Exercise directions
Exactly reproduce each entry, leaving out nothing.

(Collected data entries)
_ _ _
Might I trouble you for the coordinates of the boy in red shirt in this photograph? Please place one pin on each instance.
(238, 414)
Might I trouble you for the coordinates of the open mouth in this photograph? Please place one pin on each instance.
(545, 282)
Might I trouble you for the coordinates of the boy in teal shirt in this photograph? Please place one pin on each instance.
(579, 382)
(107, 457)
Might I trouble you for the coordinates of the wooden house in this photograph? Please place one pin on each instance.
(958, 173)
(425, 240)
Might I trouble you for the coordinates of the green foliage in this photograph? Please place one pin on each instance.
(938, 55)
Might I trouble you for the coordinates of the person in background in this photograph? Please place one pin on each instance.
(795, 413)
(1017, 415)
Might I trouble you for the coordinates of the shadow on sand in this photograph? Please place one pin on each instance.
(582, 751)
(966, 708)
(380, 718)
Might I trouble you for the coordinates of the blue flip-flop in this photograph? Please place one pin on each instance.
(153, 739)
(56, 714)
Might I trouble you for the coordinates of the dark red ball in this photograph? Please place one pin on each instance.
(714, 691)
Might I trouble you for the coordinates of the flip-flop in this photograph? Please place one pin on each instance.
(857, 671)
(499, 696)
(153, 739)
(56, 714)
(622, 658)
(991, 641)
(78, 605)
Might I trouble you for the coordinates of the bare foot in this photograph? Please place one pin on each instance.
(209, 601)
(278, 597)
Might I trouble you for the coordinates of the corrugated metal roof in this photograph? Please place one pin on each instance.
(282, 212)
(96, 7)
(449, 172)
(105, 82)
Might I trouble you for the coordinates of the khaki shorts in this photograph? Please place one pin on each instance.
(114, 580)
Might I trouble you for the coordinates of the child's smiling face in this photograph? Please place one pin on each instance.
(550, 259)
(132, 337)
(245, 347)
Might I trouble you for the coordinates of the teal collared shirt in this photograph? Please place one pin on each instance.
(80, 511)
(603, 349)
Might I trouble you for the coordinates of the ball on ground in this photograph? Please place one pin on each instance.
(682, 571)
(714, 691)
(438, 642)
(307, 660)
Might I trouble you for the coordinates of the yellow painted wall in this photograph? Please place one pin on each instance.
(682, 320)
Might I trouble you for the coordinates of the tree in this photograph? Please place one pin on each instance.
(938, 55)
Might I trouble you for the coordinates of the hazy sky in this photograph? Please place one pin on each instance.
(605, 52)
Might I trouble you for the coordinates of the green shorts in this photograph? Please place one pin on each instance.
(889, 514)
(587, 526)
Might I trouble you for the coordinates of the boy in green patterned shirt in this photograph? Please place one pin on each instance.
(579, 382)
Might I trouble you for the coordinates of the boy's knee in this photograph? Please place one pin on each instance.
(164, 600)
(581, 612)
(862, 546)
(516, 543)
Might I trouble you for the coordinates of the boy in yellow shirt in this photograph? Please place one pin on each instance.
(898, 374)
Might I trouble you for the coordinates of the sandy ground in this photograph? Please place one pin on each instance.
_ _ _
Answer to this task
Might I trouble you for the coordinates of the boy in red shirt in this photograph? Please place one pin on each instance.
(238, 414)
Might I trouble you for the coordinates of the open mouth in this photograph? Please place one pin on each instance.
(545, 282)
Might I trouble you for the coordinates of the boy in teal shirt in this photograph? Please place one pin on each instance.
(579, 382)
(107, 457)
Might I trouble you for the coordinates of the wooden house in this photograph? Please place one pin on each instance.
(958, 173)
(425, 240)
Might I trouble you for the coordinates of the green foliage in this photograph? Please place one pin on each instance.
(938, 55)
Might I trouble you for the coordinates of the person in background in this photograph? Please place one pin on each instance.
(795, 413)
(1017, 415)
Might I trouble you for the coordinates of the shadow on sand in this photograph? Please place one pin on each instance.
(582, 751)
(966, 708)
(380, 718)
Might I trouble you for the coordinates of the blue flip-flop in this photograph? Please place one pin on each instance.
(153, 739)
(56, 714)
Might I trouble you for the coordinates of the dark red ball in this photograph? Please place one pin on each instance.
(714, 691)
Might I trouble you for the coordinates of the flip-flop in this photograph? Please place one pin on each instance.
(857, 671)
(499, 696)
(153, 739)
(56, 714)
(622, 658)
(991, 641)
(78, 605)
Might I trouble you for the coordinates of the bare foot in this photograph? Please place one pin on each instance.
(209, 601)
(278, 597)
Might I trouble you for the coordinates of the corrugated metal roof in this photograph? Please place one pin on each instance.
(282, 212)
(96, 7)
(449, 172)
(105, 82)
Might I trouble you for the coordinates of the khaki shorts in this photograph? Please place one pin on each instance.
(114, 580)
Might I trouble you for the coordinates of the child's smiling face in this photograph? Please place one pin on each instance.
(550, 259)
(132, 337)
(245, 347)
Might I trouble you for the coordinates of the teal collared shirt in this photograph? Please place one pin on each instance.
(80, 511)
(603, 349)
Might I trouble you for the coordinates of the ball on ground in this photograph? Please place one pin on each instance.
(682, 571)
(714, 691)
(438, 642)
(307, 660)
Might I trouble you for the coordinates of the yellow painted wall in this photograph? Please place one pin on each instance.
(682, 320)
Might I trouble you for the coordinates of the tree in this photograph? Please place one pin on each instance.
(938, 55)
Might I trouble you for the coordinates of the hazy sky in this photograph? Please place one pin on each instance.
(605, 52)
Might I trouble you for the coordinates of the green shorts in this photograph? Please place one pin on each instance.
(889, 514)
(587, 526)
Might I trouble you for the coordinates of the boy in green patterned shirt in this photograph? Please place one pin on each instance.
(579, 382)
Might I trouble you for the coordinates of the boy's knee in this photograph? Please place one pin on each instance.
(164, 600)
(581, 612)
(862, 546)
(516, 543)
Might I trouble you for the coordinates of the boy in yellow shirt in this photograph? Please place one pin on each instance.
(898, 374)
Might I trouble you for the coordinates of the sandy ground in this photograph? Please place one pin on each instance.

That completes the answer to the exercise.